Your answer must consist solely of the line containing "# put one marker per instance of the blonde" and each line after it through the end of the data, copied exactly.

○ ○ ○

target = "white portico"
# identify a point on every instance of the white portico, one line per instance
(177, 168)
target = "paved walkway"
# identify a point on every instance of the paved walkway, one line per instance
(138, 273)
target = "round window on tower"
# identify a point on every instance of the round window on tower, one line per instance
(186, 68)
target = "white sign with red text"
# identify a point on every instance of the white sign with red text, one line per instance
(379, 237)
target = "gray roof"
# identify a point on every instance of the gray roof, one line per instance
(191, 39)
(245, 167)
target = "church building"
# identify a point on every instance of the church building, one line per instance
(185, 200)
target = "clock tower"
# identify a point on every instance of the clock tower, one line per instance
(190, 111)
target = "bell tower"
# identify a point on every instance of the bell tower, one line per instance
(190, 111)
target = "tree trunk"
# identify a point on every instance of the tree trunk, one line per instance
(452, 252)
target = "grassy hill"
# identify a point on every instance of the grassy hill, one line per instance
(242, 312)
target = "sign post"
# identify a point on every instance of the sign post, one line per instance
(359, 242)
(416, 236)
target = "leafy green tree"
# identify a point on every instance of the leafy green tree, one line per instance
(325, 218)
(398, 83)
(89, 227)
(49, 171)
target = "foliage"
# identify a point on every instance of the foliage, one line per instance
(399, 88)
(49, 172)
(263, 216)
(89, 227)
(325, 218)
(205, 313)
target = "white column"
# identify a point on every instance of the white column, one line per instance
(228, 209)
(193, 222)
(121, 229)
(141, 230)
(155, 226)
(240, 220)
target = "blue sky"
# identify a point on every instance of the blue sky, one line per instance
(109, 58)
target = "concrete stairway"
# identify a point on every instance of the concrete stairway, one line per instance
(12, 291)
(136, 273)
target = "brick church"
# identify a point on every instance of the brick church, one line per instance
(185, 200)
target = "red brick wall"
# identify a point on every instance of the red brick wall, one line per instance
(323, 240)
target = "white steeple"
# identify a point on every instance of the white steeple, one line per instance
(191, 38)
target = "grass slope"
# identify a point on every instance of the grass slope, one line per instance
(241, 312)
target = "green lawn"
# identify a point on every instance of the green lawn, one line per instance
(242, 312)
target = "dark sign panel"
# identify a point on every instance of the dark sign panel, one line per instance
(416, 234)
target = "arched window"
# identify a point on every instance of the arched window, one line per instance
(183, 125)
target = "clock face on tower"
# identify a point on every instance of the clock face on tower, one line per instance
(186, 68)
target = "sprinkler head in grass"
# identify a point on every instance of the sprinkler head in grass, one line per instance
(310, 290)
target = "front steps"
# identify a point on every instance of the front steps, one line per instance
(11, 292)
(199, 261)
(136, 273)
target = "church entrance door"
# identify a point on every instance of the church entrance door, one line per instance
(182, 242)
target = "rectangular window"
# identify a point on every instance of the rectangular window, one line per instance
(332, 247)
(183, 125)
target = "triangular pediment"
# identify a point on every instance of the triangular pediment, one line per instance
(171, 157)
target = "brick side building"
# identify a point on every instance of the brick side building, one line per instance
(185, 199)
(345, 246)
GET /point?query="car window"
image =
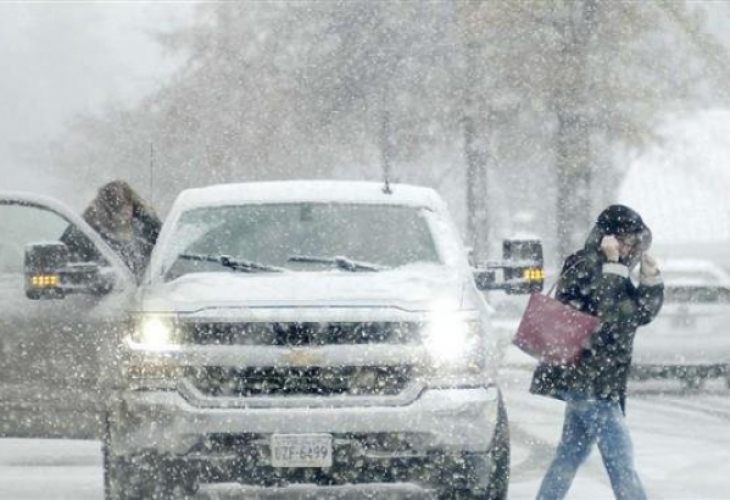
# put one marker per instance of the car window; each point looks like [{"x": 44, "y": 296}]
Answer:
[
  {"x": 24, "y": 224},
  {"x": 273, "y": 233}
]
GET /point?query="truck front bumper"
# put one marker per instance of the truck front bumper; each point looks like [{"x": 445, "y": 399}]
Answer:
[{"x": 443, "y": 420}]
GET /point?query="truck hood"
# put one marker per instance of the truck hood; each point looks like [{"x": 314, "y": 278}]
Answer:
[{"x": 411, "y": 288}]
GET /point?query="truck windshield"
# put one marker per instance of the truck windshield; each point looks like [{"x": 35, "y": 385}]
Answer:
[{"x": 270, "y": 234}]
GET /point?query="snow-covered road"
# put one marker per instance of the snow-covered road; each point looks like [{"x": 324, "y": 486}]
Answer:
[{"x": 682, "y": 443}]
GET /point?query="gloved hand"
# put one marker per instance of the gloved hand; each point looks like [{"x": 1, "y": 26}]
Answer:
[
  {"x": 649, "y": 266},
  {"x": 610, "y": 248}
]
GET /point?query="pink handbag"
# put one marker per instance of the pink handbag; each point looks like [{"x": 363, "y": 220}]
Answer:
[{"x": 553, "y": 332}]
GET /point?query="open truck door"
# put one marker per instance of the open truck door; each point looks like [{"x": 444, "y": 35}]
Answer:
[{"x": 63, "y": 300}]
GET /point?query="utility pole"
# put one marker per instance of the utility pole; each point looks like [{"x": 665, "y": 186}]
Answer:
[
  {"x": 477, "y": 213},
  {"x": 575, "y": 24}
]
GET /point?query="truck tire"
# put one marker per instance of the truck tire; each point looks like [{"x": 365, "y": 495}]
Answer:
[
  {"x": 137, "y": 478},
  {"x": 499, "y": 459},
  {"x": 500, "y": 455}
]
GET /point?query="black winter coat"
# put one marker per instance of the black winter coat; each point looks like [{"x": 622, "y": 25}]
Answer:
[{"x": 602, "y": 369}]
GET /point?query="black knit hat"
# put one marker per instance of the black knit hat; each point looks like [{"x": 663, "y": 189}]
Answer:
[{"x": 620, "y": 219}]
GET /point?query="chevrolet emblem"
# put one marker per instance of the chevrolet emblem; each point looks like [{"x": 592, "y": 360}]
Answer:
[{"x": 302, "y": 357}]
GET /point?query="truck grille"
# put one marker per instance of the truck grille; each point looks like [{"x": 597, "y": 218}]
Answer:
[
  {"x": 300, "y": 381},
  {"x": 300, "y": 334}
]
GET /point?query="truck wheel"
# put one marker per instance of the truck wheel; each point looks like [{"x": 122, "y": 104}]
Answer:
[
  {"x": 135, "y": 478},
  {"x": 499, "y": 459}
]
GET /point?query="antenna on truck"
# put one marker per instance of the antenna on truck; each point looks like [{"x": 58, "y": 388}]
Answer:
[{"x": 152, "y": 173}]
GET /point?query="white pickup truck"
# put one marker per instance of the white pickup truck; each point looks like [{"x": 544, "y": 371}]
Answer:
[{"x": 304, "y": 338}]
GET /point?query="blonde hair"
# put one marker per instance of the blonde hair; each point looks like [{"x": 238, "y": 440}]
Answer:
[{"x": 110, "y": 199}]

○ ○ ○

[TASK RESPONSE]
# put one marker per instance of the blonde hair; each point looks like [{"x": 238, "y": 440}]
Answer:
[{"x": 110, "y": 199}]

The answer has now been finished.